*Задание 1*: Перепишите записи от строки с "Query: <item>ceiling light fixture</item>" до конца записей включительно, поставив "wall lamp" вместо "ceiling light fixture". Все остальное оставьте без изменений.
##### Фрагмент документа #####
Пшеничников, Николай Андреевич

Поделись знанием:
(перенаправлено с «Пшеничников Николай Андреевич»)
Перейти к: навигация, поиск
Николай Андреевич Пшеничников
Дата рождения

20 июля 1924(1924-07-20)

Место рождения

с. Урей, Пензенская губерния, РСФСР, СССР

Дата смерти

1 апреля 1986(1986-04-01) (61 год)

Место смерти

Ковылкино, Мордовская АССР, РСФСР, СССР

Принадлежность

СССР СССР

Род войск

морская пехота
стрелковые войска

Годы службы

1942—1946 и 1950—1956

Звание

<imagemap>: неверное или отсутствующее изображение

старший лейтенант
Часть

в годы Великой Отечественной войны:
 • 83-я отдельная стрелковая бригада морской пехоты;
 • 989-й стрелковый полк 226-й стрелковой дивизии;
 • 683-й стрелковый полк 151-й стрелковой дивизии

Сражения/войны

Великая Отечественная война

Награды и премии

Николай Андреевич Пшеничников (1924—1986) — советский военный. Участник Великой Отечественной войны. Герой Советского Союза (1945). Старший лейтенант.





Биография

Николай Андреевич Пшеничников родился 20 июля 1924 года в селе Урей (Урей 3-й) Краснослободского уезда Пензенской губернии РСФСР СССР (ныне село Темниковского района Республики Мордовия Российской Федерации) в крестьянской семье Андрея Михайловича и Анна Фёдоровны Пшеничниковых. Русский. Образование 7 классов. После окончания школы Николай Андреевич уехал в Тбилиси. Окончил школу фабрично-заводского ученичества. Трудовую деятельность начал слесарем на Тбилисском станко-инструментальном заводе.
##### Исходные данные #####
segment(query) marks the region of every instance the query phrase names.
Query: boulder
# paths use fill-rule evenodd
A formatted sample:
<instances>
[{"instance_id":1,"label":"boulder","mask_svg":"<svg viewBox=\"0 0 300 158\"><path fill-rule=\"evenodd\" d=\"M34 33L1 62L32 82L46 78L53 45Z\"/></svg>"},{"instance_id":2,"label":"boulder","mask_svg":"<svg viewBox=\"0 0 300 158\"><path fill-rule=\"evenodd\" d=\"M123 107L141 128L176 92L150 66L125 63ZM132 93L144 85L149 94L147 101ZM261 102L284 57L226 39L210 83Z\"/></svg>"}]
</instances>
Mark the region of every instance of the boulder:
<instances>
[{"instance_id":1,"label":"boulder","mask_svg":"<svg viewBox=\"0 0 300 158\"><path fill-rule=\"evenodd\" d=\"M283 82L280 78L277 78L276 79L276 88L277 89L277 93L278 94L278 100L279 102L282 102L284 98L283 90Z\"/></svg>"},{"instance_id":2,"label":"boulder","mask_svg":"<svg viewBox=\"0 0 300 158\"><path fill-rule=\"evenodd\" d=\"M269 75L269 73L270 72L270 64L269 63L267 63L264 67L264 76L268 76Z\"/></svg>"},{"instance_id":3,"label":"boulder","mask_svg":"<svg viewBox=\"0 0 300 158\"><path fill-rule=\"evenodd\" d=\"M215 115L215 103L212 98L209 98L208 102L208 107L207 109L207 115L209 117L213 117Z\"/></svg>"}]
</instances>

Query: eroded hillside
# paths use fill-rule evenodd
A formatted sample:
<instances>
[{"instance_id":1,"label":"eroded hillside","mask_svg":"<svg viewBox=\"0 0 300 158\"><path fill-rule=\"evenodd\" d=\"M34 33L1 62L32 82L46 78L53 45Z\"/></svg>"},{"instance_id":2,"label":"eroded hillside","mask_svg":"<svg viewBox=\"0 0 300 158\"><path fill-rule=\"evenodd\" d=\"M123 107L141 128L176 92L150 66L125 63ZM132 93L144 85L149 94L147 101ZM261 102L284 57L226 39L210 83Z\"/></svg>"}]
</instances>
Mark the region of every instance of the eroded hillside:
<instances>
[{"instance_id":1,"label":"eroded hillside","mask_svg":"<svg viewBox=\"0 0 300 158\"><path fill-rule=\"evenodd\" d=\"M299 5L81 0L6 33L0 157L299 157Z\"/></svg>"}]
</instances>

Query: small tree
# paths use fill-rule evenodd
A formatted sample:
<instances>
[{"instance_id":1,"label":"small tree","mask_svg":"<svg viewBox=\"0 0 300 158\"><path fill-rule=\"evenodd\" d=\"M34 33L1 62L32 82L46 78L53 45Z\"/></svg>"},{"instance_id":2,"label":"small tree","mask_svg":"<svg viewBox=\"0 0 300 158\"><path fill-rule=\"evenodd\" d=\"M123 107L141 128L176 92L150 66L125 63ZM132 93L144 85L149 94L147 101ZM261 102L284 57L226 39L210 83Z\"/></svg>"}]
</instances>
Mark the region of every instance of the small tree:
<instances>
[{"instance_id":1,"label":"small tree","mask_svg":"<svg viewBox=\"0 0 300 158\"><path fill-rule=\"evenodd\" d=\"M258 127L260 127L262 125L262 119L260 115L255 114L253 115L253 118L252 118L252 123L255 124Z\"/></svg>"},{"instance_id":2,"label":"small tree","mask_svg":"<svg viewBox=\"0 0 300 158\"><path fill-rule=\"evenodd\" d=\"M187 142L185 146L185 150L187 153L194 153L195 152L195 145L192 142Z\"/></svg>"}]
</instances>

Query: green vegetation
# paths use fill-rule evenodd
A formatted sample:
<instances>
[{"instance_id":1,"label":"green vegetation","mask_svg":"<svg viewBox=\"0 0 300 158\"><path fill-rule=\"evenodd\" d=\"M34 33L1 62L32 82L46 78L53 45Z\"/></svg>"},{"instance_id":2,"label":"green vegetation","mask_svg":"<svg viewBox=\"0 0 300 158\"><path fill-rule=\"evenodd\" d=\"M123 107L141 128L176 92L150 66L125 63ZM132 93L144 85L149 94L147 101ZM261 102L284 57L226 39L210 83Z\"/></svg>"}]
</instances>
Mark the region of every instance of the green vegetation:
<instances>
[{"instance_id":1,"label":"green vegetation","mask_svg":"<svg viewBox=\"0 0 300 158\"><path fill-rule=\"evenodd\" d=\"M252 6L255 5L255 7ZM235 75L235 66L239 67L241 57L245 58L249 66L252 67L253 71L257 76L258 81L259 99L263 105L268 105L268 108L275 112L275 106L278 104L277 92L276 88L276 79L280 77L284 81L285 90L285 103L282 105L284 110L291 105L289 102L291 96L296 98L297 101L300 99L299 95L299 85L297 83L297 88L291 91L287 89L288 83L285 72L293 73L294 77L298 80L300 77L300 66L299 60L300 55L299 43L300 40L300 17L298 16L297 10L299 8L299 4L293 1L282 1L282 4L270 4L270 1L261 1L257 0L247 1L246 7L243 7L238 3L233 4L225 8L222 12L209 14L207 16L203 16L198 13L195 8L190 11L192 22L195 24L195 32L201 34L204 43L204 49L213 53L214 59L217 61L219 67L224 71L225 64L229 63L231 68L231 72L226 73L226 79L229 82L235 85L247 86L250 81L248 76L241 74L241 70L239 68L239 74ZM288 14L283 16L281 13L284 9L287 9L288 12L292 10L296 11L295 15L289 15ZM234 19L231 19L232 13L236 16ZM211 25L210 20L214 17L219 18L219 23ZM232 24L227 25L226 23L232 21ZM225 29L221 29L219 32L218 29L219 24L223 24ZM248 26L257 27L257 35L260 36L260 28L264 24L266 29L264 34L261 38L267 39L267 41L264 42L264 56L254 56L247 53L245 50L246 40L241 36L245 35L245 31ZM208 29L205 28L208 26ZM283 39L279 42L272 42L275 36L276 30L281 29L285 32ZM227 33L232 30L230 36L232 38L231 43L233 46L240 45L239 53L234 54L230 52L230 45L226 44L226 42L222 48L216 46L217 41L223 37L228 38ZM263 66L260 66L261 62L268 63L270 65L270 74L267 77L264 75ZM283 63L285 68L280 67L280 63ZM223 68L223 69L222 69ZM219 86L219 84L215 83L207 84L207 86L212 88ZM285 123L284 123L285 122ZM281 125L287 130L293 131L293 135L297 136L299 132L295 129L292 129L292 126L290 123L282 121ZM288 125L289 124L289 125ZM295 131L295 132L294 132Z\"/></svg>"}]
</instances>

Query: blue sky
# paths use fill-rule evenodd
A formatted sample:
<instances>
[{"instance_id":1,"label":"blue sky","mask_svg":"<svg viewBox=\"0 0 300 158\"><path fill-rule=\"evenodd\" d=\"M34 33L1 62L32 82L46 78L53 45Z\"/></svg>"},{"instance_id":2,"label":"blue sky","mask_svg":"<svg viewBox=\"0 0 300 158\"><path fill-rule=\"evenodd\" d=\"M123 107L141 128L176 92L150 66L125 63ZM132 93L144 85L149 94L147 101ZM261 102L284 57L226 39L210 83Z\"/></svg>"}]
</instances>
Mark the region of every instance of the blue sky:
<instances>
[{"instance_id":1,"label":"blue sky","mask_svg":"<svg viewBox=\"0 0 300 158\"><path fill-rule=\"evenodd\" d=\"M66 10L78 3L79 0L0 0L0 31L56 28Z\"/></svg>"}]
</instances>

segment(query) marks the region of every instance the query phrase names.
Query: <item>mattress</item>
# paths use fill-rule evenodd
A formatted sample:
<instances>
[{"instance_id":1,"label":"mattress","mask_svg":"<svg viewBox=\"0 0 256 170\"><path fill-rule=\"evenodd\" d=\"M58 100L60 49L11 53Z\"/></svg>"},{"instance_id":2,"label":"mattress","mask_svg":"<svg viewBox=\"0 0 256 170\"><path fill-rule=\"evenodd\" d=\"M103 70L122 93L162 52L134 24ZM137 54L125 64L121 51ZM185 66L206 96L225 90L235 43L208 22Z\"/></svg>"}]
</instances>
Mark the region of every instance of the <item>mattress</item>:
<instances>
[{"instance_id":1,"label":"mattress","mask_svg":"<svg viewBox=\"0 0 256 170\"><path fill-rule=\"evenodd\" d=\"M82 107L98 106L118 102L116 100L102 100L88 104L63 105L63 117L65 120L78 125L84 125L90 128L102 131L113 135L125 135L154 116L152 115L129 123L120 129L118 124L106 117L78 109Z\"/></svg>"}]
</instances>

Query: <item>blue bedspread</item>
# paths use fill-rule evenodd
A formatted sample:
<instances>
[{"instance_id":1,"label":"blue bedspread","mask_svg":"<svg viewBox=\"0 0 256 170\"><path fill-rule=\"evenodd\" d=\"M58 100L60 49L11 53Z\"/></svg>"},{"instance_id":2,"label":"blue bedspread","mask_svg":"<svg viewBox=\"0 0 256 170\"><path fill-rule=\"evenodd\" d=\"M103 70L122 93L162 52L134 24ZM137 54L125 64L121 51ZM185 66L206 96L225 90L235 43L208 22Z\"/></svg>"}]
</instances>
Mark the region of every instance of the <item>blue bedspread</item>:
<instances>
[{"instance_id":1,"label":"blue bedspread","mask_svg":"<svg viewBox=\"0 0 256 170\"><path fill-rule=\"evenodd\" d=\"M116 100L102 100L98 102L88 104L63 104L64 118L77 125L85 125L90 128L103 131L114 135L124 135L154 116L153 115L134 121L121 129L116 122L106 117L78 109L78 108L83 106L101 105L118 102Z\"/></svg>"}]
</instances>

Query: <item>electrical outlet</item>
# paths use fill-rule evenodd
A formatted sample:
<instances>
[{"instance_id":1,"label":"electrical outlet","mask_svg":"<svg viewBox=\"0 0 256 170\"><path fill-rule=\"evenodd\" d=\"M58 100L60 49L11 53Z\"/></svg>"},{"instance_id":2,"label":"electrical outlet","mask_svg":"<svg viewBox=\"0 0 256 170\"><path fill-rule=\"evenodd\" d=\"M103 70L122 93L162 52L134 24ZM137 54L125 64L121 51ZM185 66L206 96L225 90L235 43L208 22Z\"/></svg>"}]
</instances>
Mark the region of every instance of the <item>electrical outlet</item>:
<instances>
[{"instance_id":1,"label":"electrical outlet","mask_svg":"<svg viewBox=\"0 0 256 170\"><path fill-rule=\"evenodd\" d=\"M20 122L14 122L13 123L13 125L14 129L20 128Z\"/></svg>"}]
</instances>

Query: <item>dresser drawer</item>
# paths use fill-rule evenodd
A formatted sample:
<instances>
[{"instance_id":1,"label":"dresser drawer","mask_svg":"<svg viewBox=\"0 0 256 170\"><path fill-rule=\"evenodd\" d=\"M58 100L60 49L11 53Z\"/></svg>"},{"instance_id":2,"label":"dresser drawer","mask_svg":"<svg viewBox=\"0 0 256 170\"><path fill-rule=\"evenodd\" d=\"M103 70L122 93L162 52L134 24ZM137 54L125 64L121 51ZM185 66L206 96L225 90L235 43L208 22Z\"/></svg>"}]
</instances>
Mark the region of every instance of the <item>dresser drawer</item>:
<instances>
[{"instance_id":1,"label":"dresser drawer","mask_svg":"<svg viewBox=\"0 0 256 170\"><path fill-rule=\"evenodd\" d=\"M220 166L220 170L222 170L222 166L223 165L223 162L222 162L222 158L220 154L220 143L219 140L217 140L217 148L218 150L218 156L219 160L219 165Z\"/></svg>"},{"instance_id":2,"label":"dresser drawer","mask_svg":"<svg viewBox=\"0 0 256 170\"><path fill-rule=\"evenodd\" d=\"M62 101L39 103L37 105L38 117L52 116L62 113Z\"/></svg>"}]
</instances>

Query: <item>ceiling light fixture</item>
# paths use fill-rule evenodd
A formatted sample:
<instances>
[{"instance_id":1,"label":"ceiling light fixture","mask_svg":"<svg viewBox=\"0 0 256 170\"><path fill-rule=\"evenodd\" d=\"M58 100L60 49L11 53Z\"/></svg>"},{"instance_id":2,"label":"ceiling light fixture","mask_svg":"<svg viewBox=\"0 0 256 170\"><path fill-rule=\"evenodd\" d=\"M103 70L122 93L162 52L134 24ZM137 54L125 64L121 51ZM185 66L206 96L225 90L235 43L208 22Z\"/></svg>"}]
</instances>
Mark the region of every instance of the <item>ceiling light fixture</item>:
#####
*Задание 2*: Перепишите из статьи о Пшеничникове без изменений отрывок от слов "Николай Андреевич Пшеничников (1924—1986) —" до слов "(1945). Старший лейтенант.".

*Ожидаемый результат 1*:
Query: <item>wall lamp</item>
# paths use fill-rule evenodd
A formatted sample:
<instances>
[{"instance_id":1,"label":"wall lamp","mask_svg":"<svg viewBox=\"0 0 256 170\"><path fill-rule=\"evenodd\" d=\"M58 100L60 49L11 53Z\"/></svg>"},{"instance_id":2,"label":"wall lamp","mask_svg":"<svg viewBox=\"0 0 256 170\"><path fill-rule=\"evenodd\" d=\"M103 70L122 93L162 52L134 24ZM137 54L125 64L121 51ZM185 66L206 96L225 90L235 43L208 22Z\"/></svg>"}]
</instances>
Mark the region of every instance of the <item>wall lamp</item>:

*Ожидаемый результат 2*:
Николай Андреевич Пшеничников (1924—1986) — советский военный. Участник Великой Отечественной войны. Герой Советского Союза (1945). Старший лейтенант.